Eight health care organizations released a unified call to action regarding gun laws to reduce firearm-related injuries and deaths in the U.S., without interrupting the Second Amendment.
“Many physicians, having witnessed the effects of firearm-related injury and death on their patients’ lives, strongly believe that firearm-related injury and death is a major public health problem,” Steven E. Weinberger, MD, CEO and executive vice president of the American College of Physicians, and colleagues wrote.
Steven E. Weinberger
Executive staff leaders from national health organizations are seeking to integrate the perspectives of medical, public health and legal professionals into gun law policy reform. Among the organizations involved are the American Academy of Family Physicians, American Academy of Pediatrics, American College of Emergency Physicians, American Congress of Obstetricians and Gynecologists, American College of Physicians, American College of Surgeons and the American Psychiatric Association in partnership with the American Public Health Association and the American Bar Association.

[EXERCISE REQUIREMENTS]
1. According to the gun policy excerpt, how many health care organizations released the unified call to action?
2. Write out the gun policy excerpt starting at "Eight health care" and ending at "the Second Amendment.", changing "unified" to "joint".
The listing that follows has no connection to the gun policy excerpt.

[SOURCE DATA]
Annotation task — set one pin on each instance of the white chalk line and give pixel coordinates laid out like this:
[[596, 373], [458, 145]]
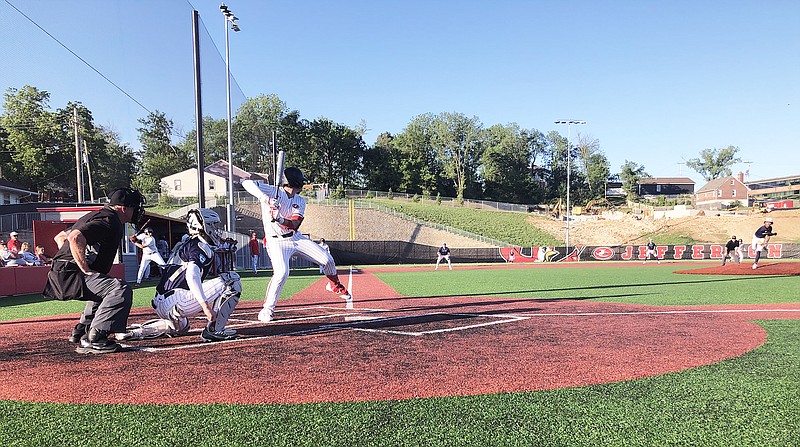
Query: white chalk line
[[368, 318]]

[TASK RESULTS]
1. Eight

2.
Eight health care organizations released a joint call to action regarding gun laws to reduce firearm-related injuries and deaths in the U.S., without interrupting the Second Amendment.